Record excerpts »
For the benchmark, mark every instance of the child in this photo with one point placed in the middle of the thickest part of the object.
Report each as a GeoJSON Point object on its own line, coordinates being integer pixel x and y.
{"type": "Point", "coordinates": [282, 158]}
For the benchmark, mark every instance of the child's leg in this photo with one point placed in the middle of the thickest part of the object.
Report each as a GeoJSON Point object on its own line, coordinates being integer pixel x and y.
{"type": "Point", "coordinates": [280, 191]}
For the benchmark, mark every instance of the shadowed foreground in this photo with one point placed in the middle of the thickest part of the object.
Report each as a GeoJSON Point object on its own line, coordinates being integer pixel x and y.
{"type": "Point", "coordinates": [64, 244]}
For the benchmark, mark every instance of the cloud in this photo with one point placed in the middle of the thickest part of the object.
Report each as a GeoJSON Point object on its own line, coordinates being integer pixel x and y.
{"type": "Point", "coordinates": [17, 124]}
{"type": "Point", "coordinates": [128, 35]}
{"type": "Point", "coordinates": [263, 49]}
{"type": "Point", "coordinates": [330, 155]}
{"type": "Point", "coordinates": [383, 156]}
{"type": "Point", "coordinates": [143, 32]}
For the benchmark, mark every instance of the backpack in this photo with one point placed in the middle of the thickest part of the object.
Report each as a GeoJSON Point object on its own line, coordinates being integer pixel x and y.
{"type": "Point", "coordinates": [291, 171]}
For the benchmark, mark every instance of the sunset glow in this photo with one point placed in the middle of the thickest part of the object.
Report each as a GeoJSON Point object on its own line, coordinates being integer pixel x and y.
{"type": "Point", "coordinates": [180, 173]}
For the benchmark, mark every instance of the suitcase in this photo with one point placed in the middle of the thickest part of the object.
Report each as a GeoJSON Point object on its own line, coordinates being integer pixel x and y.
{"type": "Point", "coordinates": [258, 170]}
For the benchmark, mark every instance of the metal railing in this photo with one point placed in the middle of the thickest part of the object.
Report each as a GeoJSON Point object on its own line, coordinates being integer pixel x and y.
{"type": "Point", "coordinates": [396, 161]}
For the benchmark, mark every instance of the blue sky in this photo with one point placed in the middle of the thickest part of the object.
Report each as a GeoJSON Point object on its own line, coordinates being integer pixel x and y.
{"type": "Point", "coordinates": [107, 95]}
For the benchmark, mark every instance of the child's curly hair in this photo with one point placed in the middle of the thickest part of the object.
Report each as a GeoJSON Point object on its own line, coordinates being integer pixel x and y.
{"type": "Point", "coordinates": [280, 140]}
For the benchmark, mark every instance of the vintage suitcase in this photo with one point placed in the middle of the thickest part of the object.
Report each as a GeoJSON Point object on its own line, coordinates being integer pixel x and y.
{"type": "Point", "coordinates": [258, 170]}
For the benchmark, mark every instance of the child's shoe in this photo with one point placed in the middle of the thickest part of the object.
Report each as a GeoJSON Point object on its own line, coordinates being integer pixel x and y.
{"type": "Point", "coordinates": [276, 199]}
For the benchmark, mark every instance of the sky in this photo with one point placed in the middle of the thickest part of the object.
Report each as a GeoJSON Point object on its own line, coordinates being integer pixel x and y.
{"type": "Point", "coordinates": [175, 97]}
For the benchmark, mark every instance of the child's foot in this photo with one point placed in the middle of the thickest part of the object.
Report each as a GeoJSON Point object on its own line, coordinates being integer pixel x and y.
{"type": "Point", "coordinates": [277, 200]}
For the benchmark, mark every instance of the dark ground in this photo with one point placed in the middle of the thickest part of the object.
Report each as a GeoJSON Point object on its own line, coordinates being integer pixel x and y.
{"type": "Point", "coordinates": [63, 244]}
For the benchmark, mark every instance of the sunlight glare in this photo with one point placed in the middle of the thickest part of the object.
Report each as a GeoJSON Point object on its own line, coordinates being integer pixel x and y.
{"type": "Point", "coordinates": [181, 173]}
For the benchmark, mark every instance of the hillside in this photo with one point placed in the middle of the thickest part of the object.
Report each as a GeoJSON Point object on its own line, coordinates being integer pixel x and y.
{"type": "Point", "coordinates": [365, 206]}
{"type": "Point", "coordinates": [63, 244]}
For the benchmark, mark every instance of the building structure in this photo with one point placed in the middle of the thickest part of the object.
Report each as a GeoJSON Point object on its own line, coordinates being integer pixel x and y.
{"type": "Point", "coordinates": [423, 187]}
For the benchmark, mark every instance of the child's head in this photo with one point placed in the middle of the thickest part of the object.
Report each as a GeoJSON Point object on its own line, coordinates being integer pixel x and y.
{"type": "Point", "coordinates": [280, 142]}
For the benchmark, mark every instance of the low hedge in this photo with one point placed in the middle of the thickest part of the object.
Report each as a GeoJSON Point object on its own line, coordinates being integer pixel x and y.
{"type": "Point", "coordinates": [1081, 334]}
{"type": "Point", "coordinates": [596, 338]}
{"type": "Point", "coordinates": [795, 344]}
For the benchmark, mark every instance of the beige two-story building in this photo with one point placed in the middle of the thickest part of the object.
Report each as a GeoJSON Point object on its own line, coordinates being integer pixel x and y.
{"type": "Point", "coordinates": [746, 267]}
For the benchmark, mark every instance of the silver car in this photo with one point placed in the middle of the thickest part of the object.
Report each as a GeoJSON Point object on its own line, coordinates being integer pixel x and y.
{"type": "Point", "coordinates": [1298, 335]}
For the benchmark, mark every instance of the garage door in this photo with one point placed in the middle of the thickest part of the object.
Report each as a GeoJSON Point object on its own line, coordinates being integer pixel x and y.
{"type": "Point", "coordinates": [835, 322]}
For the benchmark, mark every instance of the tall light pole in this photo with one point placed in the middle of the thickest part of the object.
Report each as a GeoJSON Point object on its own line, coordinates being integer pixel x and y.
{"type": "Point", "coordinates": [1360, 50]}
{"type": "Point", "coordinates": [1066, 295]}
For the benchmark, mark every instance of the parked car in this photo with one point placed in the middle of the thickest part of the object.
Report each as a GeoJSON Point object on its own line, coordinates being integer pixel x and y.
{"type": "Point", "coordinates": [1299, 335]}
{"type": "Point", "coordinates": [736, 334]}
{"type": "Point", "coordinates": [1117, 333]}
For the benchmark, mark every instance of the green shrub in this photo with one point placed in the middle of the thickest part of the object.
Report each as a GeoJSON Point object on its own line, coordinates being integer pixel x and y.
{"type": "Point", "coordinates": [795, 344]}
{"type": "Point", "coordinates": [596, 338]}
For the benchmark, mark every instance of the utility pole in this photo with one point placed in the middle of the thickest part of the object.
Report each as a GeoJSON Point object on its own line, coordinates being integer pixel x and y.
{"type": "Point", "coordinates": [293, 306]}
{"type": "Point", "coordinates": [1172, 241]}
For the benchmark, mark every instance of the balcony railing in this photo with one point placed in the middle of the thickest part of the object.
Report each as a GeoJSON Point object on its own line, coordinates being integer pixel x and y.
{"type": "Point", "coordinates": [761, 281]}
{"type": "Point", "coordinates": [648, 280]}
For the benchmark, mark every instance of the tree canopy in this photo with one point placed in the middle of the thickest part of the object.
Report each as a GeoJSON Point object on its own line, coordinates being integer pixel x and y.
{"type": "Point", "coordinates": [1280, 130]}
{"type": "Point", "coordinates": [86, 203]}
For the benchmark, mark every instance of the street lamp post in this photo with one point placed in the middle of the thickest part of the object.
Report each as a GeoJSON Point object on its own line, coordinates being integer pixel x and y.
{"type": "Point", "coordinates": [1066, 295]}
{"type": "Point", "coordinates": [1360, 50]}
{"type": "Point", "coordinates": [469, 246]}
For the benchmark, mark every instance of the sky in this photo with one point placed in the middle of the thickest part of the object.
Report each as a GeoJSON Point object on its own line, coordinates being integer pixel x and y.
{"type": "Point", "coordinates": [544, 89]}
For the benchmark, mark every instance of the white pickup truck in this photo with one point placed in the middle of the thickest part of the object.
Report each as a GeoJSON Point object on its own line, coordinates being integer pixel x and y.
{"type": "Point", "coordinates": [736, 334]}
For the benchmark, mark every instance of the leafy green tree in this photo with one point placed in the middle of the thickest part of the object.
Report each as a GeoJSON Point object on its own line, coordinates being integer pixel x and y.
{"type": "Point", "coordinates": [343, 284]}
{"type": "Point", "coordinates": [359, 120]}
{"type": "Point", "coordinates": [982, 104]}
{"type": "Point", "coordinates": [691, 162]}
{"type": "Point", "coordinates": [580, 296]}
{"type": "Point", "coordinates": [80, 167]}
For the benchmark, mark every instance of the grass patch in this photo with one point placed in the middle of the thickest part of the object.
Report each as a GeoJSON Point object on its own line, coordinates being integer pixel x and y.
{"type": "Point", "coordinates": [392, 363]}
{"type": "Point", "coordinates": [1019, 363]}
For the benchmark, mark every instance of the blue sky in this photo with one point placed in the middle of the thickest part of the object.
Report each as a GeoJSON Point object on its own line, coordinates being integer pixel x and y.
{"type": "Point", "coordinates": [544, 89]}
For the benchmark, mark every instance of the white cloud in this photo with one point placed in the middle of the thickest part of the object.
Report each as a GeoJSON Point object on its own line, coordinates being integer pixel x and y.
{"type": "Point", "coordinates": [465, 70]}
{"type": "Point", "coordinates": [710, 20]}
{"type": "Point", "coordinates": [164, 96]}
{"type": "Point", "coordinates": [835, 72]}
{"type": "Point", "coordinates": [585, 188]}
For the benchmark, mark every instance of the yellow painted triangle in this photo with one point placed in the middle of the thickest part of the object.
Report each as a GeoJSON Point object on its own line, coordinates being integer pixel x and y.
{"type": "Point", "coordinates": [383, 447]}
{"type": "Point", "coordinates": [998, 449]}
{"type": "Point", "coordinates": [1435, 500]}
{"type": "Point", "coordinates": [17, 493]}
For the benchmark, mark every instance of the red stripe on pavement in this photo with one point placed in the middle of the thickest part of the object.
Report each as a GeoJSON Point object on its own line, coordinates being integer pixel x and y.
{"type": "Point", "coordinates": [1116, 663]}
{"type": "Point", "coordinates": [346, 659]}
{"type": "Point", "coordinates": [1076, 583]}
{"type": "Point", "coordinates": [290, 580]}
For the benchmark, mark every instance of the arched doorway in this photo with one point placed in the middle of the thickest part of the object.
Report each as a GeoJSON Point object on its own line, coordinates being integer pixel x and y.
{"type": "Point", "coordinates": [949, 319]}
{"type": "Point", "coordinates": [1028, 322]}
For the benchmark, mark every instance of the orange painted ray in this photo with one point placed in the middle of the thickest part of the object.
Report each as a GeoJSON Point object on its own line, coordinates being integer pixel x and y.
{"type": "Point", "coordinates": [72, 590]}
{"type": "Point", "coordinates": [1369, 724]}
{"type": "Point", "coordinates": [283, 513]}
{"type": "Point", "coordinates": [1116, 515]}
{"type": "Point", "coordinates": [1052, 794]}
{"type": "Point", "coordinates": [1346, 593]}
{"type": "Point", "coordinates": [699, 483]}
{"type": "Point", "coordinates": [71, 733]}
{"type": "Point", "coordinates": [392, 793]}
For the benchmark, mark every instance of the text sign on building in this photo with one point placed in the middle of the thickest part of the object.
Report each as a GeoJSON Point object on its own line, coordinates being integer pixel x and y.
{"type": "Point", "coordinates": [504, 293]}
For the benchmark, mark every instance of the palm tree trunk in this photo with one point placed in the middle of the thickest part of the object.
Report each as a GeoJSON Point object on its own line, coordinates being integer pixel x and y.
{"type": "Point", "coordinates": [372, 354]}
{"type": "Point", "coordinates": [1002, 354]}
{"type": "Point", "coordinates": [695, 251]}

Stated problem »
Print the line containing "For the benchmark, mark every instance of the text" and every line after it to the end of the records above, exactly as written, and nothing else.

Result of this exercise »
For the benchmark, mark every instance of the text sign on building in this photo with one point placed in the middle of the thickest part of the object.
Report each as a GeoJSON Point object on its own line, coordinates being integer pixel x and y.
{"type": "Point", "coordinates": [504, 293]}
For the benchmark, mark every instance of the palm tree trunk in this photo with one point placed in the middle of the thickest part of the object.
Report each as a GeoJSON Point object on its own line, coordinates being integer pixel x and y.
{"type": "Point", "coordinates": [372, 354]}
{"type": "Point", "coordinates": [1002, 354]}
{"type": "Point", "coordinates": [695, 251]}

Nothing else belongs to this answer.